## Document

== == ==

Now Hatfield had a shoe but he didn’t have a name for it. Of course it’s impossible to tell the story of the shoe without saying what it’s name became, but up to this point neither Hatfield, nor Nike, nor anyone else had a name for the shoe that stuck. And they weren’t getting anywhere with it. So instead of delaying the sneaker further, Nike sent out a call to creatives all over the country soliciting ideas. Out of the more than 300 submissions that Nike received, one floated to the surface: “Presto Magic.” Inspired by the magical fit, the idea was that the shoe was such a marvel it might as well be the breathtaking reveal of a magic trick that comes with a magician’s utterance of “Presto!” That name stuck and the shoe was ready for the public.
After four years in development, Nike was not about to just release the sneaker with little fanfare. The rollout was legendary. Thirteen colorways of the sneaker released all at once, and each colorway had its own bespoke animated TV spot featuring designs from Monica Taylor, nicknames courtesy of Dylan Lee, all created with help from Wieden & Kennedy, the advertising agency responsible for almost all of Nike’s messaging through the ‘80s and ‘90s. Twelve of those thirteen colorways had unexpected names that Wieden & Kennedy used as inspiration for the spots: Abdominal Snowman, Brutal Honey, Catfight Shiner, Jack Mackerel, Migraine Fly, Orange Monk, Presto Bill, Rabid Panda, Rogue Kielbasas, Shady Milkman, Trouble at Home, and Unholy Cumulus. The thirteenth colorway remained unnamed (how unlucky!).
The imaginative names with companion advertisements, plus the timing of the 2000 Sydney Olympics, made the sneaker an immediate success. But strangely, as we’ve seen with other Nike silhouettes, the brand pretty quickly cannibalized their own momentum. Nike dove deeply into a different running sneaker program, Nike Free, that was an almost direct off-shoot from the Presto and it took a lot of the energy away from the shoe. Ultimately the Free program dominated Nike’s running sector after the Presto’s initial release and the Presto never grabbed it back—at least not from a running perspective. It would be at least another decade before the Presto would return to the culture from a different angle.
In the meantime, there were some bizarre moves from the Presto.

== == ==

## Material shown
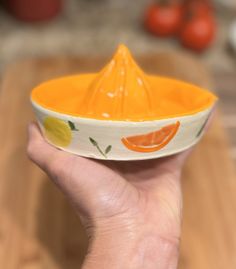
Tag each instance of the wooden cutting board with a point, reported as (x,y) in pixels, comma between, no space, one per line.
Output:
(38,227)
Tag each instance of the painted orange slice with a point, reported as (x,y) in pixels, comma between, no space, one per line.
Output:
(153,141)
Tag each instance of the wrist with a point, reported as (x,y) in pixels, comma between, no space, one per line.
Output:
(132,247)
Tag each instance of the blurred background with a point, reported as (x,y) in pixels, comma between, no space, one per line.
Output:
(38,228)
(96,27)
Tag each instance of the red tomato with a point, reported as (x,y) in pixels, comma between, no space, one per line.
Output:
(198,32)
(164,20)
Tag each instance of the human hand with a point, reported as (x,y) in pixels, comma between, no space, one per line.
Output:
(131,210)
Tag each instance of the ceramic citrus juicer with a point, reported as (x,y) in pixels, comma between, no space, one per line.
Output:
(121,113)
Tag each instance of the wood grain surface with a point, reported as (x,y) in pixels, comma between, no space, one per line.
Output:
(38,227)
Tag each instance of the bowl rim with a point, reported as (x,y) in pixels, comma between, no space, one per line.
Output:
(117,123)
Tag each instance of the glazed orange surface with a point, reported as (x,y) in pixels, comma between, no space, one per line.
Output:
(122,91)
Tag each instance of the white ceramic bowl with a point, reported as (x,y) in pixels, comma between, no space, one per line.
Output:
(102,139)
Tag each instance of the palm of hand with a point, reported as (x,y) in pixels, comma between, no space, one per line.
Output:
(128,193)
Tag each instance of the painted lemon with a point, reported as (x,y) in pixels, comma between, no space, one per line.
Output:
(57,131)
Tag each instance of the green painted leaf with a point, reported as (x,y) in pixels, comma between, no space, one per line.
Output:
(203,126)
(108,149)
(72,126)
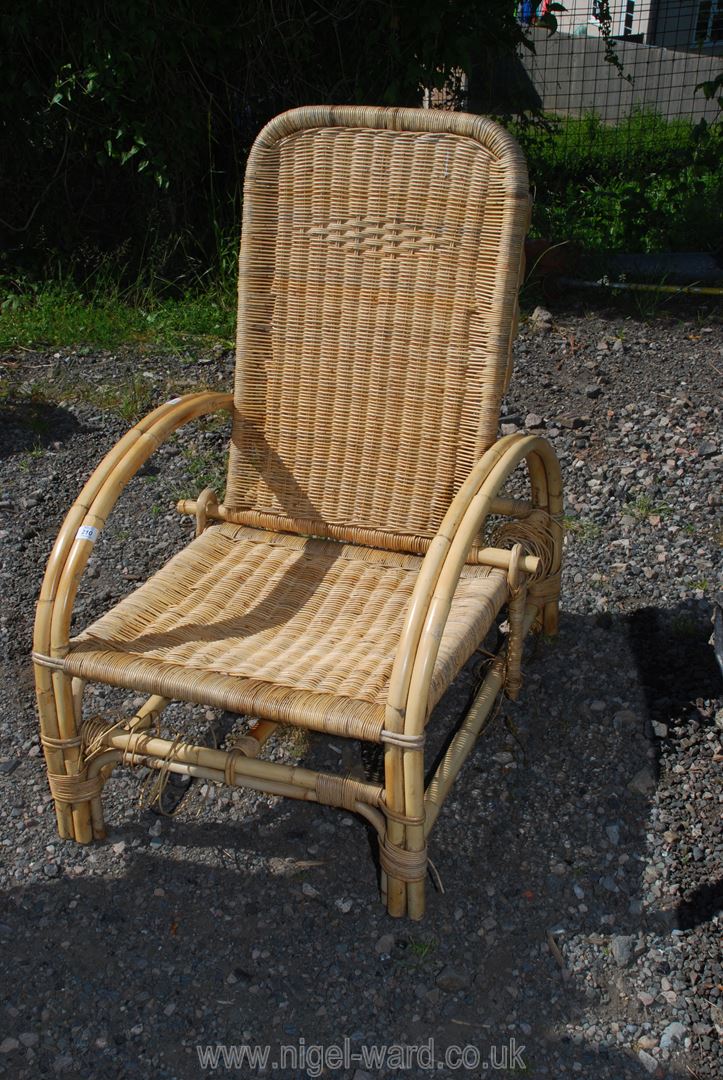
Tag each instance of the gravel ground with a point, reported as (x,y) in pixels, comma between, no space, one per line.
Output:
(579,852)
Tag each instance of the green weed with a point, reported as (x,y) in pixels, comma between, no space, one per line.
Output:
(583,528)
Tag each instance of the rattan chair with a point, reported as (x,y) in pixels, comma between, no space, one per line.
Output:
(348,575)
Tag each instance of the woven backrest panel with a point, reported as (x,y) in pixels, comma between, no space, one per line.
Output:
(377,294)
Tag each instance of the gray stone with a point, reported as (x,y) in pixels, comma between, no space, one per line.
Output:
(385,944)
(621,949)
(452,979)
(613,834)
(674,1033)
(648,1063)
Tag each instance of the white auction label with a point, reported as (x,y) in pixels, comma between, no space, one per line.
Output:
(86,532)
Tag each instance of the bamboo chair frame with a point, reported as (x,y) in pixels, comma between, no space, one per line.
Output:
(80,754)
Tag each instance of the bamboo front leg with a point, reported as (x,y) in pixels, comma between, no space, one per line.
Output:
(65,706)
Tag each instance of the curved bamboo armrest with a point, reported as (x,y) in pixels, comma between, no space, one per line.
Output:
(91,509)
(431,598)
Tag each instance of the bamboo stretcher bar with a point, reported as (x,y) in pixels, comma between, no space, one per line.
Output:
(464,740)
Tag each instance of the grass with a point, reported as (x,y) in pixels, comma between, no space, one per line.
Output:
(57,313)
(644,508)
(583,528)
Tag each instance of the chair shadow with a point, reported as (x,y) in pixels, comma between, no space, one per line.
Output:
(29,426)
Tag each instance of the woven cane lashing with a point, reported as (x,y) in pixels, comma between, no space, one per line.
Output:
(378,274)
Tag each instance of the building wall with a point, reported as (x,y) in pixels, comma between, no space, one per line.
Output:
(568,75)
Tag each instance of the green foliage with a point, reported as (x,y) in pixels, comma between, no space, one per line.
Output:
(124,125)
(59,314)
(623,187)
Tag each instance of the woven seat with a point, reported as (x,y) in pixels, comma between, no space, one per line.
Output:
(352,565)
(286,629)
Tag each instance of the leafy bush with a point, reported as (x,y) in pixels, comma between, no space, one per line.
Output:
(623,187)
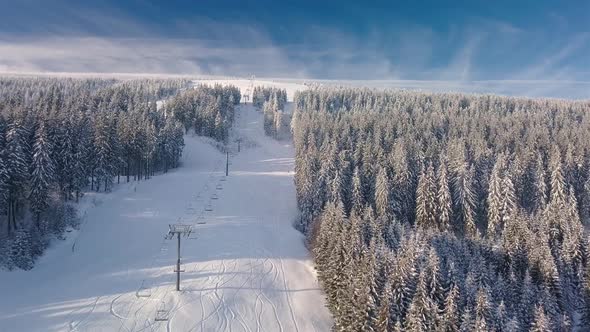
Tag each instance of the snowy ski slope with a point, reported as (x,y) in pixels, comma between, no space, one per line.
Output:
(246,267)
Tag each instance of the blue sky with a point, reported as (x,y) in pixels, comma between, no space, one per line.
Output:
(540,42)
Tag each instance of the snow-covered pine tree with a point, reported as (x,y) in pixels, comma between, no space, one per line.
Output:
(494,200)
(541,322)
(426,199)
(16,169)
(382,193)
(444,203)
(42,173)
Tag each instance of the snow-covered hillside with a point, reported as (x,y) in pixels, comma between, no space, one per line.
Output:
(246,86)
(247,268)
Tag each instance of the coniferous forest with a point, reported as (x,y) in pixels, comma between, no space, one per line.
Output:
(272,102)
(446,212)
(60,137)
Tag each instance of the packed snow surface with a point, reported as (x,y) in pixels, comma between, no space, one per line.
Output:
(246,267)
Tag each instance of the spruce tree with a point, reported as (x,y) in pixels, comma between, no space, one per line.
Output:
(41,175)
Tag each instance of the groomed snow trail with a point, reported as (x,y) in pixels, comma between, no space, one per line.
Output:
(247,269)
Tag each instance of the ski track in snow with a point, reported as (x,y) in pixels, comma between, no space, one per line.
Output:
(246,270)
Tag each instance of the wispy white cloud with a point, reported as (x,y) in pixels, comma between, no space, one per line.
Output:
(432,60)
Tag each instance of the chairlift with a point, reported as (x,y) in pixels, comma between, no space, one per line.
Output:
(161,315)
(143,291)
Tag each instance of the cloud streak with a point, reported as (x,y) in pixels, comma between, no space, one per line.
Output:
(410,56)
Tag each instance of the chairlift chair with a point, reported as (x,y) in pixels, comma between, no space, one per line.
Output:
(143,291)
(161,315)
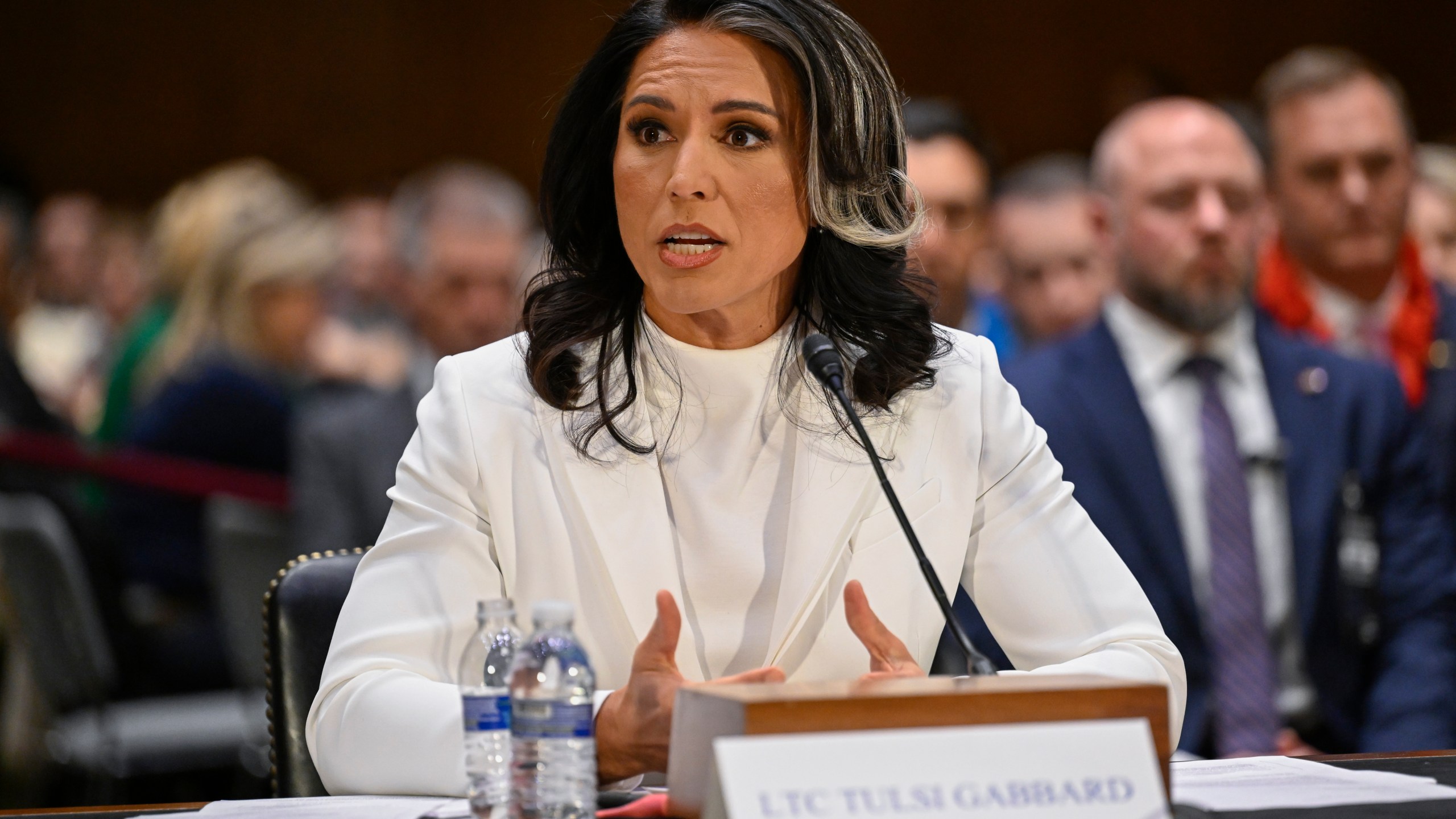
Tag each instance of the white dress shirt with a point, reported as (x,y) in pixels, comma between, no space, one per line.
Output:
(727,467)
(1153,353)
(1360,328)
(493,499)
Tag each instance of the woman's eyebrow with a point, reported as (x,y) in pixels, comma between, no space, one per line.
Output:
(651,100)
(744,105)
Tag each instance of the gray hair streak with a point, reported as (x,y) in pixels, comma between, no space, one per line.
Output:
(855,177)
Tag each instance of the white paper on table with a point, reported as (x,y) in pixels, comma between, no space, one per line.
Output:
(336,808)
(1260,783)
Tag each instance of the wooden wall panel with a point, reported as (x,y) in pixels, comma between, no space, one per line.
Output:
(127,97)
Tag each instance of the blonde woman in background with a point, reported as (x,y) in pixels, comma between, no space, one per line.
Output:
(190,225)
(1433,210)
(229,369)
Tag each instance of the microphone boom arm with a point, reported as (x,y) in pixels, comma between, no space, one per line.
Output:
(978,664)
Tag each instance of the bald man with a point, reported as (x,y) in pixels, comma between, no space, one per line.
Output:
(1267,493)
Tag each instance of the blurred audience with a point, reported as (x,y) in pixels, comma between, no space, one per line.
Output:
(190,228)
(1343,267)
(950,167)
(60,334)
(367,337)
(230,365)
(465,235)
(123,282)
(1056,267)
(1433,212)
(1246,475)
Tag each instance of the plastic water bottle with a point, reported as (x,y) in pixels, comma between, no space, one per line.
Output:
(554,751)
(485,694)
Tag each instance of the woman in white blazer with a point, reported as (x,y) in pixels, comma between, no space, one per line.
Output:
(721,180)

== == ==

## Problem
Carry on the history of the Nike Presto from the point where it stops. The records have no connection to the history of the Nike Presto.

## Exercise response
In 2001, Nike created a handful of pairs for Eric Clapton who wore them on his world tour, with pairs from that tour appearing at auctions in the years since. In 2002, the periodic collaborative trio known as HTM (Hiroshi Fujiwara, Tinker Hatfield, and Mark Parker) reconfigured the Presto into the HTM Air Presto Roam that brings a much more rugged look with a suede upper. Fujiwara got his hands on the Presto again in 2004, collaborating on the sneaker with a duo of designs featuring Hello Kitty who was celebrating their 30th anniversary. Rumors state that there are fewer than a dozen pairs of Hello Kitty Prestos in the wild. In 2008 a pair or two of Prestos surfaced with official branding for the Sex and the City movie that no one really knew what to make sense of, but they exist anyway.
The best moment from this bizarro decade and a half of Presto history was a follow up TV spot for the sneaker - arguably one of the best sneaker commercials of all time: “Le Poulet en Colere” (“The Angry Chicken”). In an attempt to get in on the ground floor of the new French trend of free running, (a.k.a. parkour), Nike convinced one of the sport’s founders, Sebastien Foucan, to be chased around a city by a chicken. The spot is narrated in both French and English, and is an iconic must-watch.
You’ll notice that the Presto on Foucan’s feet are different from the Air Presto that was released in 2000, different from what you see on the shelves today. Even as Nike shifted focus to other lines, the Presto did continue to develop, with Utility versions and Mid silhouettes, but they found limited success and an even more limited audience.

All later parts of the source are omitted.